Your task: Every entry, from first to last, must be written out exactly.

Extracted entries:

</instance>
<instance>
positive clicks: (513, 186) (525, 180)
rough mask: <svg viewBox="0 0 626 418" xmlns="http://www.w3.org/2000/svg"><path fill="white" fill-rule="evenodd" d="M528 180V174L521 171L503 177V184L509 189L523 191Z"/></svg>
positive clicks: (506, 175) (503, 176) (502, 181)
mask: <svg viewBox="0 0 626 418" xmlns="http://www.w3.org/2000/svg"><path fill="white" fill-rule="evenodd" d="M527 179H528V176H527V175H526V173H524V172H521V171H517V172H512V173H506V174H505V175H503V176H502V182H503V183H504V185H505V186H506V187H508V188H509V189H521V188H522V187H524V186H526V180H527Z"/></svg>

Solution to this problem:
</instance>
<instance>
positive clicks: (513, 186) (525, 180)
rough mask: <svg viewBox="0 0 626 418" xmlns="http://www.w3.org/2000/svg"><path fill="white" fill-rule="evenodd" d="M528 180V174L521 171L503 177V184L509 189L523 191Z"/></svg>
positive clicks: (506, 175) (503, 176) (502, 181)
mask: <svg viewBox="0 0 626 418" xmlns="http://www.w3.org/2000/svg"><path fill="white" fill-rule="evenodd" d="M527 179H528V176H527V175H526V173H524V172H521V171H517V172H512V173H506V174H505V175H503V176H502V182H503V183H504V185H505V186H506V187H508V188H509V189H521V188H522V187H524V186H526V180H527Z"/></svg>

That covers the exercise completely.